== Task objective ==
Where "blue" occurs in a line of the entries below, copy that line.

◇ ◇ ◇ ◇ ◇

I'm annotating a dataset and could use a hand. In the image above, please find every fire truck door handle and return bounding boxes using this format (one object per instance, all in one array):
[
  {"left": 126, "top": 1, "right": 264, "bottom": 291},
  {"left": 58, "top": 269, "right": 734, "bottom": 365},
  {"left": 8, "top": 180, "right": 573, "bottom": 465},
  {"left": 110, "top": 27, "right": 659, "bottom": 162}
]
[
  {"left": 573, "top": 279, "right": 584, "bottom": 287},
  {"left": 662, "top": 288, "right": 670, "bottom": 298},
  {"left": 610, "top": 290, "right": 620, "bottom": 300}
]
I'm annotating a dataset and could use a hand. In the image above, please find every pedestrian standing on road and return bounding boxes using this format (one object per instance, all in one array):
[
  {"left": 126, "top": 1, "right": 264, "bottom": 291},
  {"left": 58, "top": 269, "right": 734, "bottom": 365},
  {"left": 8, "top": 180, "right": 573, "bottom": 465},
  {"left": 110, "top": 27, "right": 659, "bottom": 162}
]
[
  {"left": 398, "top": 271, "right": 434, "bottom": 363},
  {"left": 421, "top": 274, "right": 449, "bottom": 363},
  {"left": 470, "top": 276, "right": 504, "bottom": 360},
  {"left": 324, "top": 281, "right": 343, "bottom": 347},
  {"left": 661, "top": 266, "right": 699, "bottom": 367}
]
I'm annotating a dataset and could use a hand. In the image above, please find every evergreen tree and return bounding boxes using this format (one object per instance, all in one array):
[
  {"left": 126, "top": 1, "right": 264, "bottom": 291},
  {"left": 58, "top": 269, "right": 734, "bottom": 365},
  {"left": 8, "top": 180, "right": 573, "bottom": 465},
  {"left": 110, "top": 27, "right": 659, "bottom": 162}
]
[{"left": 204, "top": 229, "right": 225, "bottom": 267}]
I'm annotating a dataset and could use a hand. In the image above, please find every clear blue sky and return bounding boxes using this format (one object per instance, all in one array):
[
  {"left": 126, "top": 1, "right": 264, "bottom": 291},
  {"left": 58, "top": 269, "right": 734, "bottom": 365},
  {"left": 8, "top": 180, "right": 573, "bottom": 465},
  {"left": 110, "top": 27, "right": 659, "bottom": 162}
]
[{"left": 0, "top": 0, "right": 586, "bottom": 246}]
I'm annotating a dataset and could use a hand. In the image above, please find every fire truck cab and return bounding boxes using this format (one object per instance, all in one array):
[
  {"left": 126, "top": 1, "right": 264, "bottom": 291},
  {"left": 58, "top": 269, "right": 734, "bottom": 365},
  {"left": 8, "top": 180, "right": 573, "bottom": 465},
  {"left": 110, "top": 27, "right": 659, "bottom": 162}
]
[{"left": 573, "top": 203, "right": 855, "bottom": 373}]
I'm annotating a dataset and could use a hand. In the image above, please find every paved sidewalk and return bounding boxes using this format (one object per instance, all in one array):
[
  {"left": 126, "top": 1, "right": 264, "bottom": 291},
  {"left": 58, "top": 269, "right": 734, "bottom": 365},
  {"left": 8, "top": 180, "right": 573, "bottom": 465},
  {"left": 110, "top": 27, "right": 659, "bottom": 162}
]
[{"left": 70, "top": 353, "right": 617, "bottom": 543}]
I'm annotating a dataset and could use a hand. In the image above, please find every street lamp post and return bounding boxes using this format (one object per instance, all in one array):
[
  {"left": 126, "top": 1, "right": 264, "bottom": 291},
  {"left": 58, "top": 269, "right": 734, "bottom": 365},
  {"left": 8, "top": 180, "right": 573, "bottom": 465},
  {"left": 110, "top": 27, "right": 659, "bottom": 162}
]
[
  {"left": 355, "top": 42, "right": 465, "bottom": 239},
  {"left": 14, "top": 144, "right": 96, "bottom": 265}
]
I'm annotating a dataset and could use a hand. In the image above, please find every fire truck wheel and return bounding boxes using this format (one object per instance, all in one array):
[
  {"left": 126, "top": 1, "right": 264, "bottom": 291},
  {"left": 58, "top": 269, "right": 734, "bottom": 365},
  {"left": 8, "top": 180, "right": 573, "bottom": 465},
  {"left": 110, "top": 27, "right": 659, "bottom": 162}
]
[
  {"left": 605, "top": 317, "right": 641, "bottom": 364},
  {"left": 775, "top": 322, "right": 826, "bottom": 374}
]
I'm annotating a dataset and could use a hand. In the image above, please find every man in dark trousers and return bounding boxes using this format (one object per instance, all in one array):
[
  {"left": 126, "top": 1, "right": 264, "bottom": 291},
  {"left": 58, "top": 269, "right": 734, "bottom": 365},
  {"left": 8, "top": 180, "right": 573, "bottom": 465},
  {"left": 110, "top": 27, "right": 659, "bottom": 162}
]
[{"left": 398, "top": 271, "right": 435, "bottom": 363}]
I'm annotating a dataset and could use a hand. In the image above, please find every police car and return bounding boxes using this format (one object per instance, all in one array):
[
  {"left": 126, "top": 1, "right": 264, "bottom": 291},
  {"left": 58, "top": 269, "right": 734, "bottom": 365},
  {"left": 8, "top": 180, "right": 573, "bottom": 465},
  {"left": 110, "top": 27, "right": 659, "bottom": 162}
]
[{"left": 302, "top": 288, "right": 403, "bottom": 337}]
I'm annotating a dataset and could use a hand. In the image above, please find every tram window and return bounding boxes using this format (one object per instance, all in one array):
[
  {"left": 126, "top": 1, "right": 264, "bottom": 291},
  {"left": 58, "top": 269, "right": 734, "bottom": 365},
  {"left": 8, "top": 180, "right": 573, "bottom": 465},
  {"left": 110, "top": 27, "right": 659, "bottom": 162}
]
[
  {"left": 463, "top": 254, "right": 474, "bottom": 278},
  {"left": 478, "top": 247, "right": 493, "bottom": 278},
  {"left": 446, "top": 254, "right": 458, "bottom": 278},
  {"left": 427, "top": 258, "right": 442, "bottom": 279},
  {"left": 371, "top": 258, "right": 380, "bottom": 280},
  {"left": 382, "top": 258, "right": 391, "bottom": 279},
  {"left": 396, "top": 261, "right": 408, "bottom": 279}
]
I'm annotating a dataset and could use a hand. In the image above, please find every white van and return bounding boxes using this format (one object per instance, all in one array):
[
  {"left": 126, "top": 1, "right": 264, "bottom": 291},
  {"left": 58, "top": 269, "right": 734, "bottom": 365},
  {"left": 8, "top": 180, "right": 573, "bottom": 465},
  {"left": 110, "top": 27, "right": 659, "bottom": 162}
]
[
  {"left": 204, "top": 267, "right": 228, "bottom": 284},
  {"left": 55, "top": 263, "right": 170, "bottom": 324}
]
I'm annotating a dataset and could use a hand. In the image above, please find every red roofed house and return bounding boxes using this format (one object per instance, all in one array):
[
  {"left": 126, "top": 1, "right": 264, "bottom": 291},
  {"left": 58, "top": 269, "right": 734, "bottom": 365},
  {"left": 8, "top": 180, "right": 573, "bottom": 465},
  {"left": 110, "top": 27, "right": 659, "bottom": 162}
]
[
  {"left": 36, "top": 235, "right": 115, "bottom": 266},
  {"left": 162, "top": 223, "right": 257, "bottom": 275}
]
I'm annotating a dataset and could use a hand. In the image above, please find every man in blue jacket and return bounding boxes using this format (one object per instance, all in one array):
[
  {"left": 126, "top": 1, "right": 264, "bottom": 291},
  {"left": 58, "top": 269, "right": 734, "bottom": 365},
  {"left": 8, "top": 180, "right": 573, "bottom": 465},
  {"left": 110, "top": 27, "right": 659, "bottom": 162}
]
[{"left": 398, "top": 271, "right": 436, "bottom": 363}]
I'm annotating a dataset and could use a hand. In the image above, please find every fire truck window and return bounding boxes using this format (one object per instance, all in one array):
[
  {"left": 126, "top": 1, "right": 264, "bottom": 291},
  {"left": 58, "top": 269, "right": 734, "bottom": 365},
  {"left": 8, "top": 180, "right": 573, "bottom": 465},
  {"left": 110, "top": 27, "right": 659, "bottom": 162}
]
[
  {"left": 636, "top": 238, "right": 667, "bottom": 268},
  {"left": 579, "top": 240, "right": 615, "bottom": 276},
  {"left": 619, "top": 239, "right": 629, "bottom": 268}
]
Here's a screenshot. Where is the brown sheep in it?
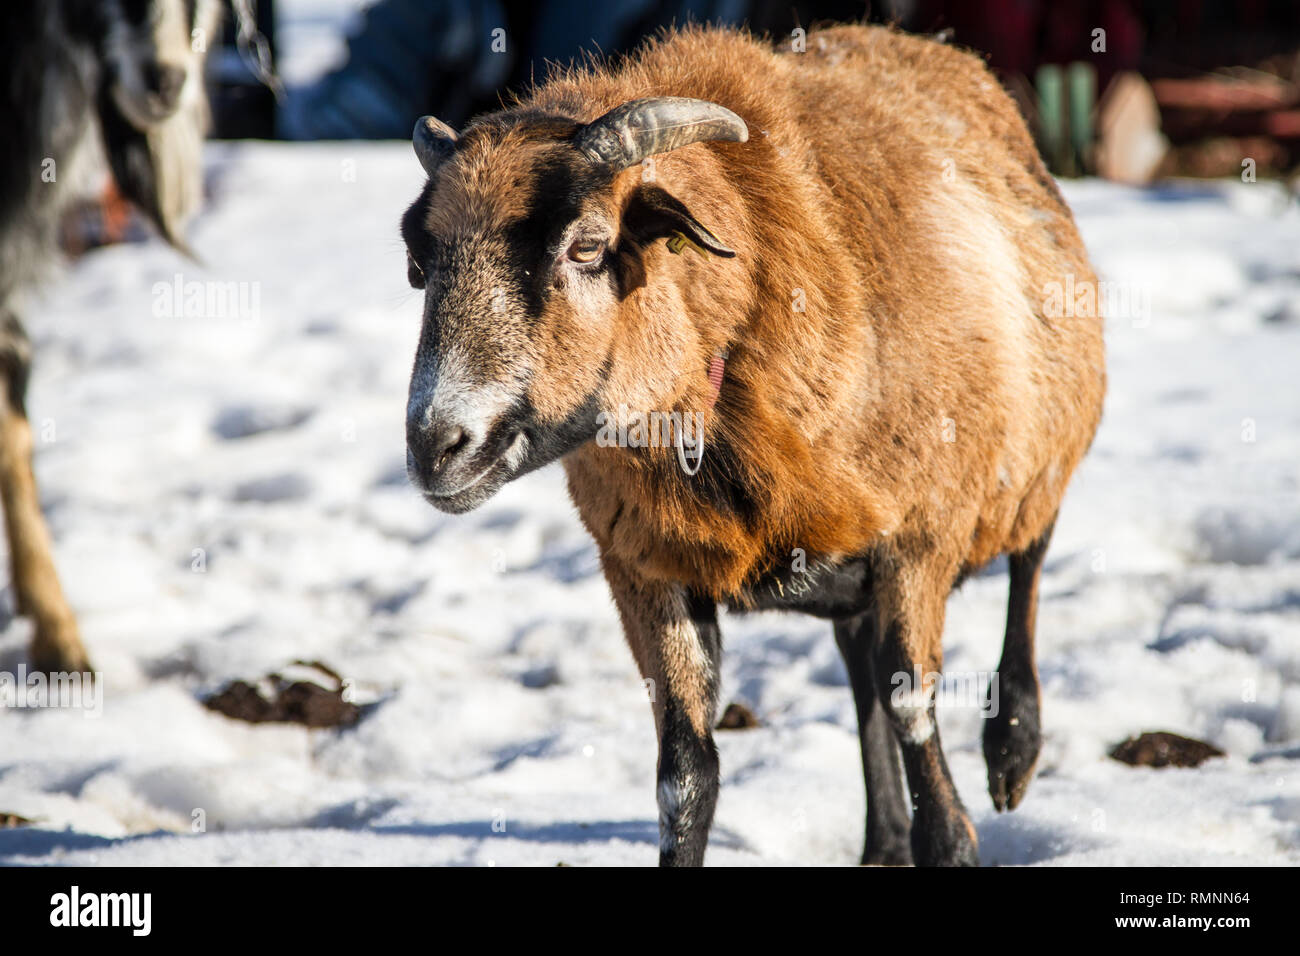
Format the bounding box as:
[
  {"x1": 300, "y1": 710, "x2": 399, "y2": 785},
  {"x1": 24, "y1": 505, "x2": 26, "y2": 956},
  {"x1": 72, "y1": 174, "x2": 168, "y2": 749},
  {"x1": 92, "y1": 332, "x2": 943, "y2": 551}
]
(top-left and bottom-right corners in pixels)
[{"x1": 400, "y1": 23, "x2": 1105, "y2": 866}]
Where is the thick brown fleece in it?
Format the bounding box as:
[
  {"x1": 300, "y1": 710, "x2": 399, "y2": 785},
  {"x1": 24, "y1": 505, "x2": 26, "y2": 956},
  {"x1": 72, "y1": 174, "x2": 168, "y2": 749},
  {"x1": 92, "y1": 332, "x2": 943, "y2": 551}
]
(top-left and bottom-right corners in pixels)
[{"x1": 504, "y1": 26, "x2": 1108, "y2": 602}]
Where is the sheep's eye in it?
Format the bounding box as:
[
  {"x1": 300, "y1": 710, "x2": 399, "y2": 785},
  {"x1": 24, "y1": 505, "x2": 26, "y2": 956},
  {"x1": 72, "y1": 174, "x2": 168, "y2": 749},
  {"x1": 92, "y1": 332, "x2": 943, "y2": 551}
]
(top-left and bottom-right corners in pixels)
[
  {"x1": 407, "y1": 251, "x2": 426, "y2": 289},
  {"x1": 566, "y1": 239, "x2": 604, "y2": 264}
]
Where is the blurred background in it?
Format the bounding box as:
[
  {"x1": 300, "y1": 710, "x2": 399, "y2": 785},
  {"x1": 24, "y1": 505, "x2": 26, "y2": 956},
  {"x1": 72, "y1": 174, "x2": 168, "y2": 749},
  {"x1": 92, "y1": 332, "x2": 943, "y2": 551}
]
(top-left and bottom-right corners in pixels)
[{"x1": 67, "y1": 0, "x2": 1300, "y2": 251}]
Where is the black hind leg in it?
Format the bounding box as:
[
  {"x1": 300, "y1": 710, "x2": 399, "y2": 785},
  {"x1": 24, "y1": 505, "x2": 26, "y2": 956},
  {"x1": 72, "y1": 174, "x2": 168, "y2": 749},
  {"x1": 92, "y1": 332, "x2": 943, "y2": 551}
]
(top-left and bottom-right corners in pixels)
[
  {"x1": 834, "y1": 613, "x2": 912, "y2": 864},
  {"x1": 984, "y1": 521, "x2": 1054, "y2": 811}
]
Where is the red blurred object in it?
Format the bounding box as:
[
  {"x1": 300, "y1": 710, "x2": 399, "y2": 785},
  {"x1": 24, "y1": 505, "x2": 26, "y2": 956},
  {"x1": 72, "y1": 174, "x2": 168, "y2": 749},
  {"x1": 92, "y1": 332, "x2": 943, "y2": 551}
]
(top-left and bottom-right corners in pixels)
[
  {"x1": 59, "y1": 179, "x2": 148, "y2": 258},
  {"x1": 909, "y1": 0, "x2": 1144, "y2": 90},
  {"x1": 898, "y1": 0, "x2": 1300, "y2": 178}
]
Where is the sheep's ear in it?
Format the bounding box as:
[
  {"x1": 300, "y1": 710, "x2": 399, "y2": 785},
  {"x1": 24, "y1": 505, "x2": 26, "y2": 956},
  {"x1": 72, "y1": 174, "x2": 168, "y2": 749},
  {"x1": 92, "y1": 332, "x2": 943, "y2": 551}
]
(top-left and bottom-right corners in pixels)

◇ ◇ ◇ ◇ ◇

== Output ==
I'm annotating a dataset and could use a hand. In the image above, please find every clear blue sky and return bounding boxes using this format (one object per instance, all in one array):
I'm annotating a dataset and could use a hand. In the image above, please find every man in blue jacket and return bounding boxes using this format (one object per instance, all in one array):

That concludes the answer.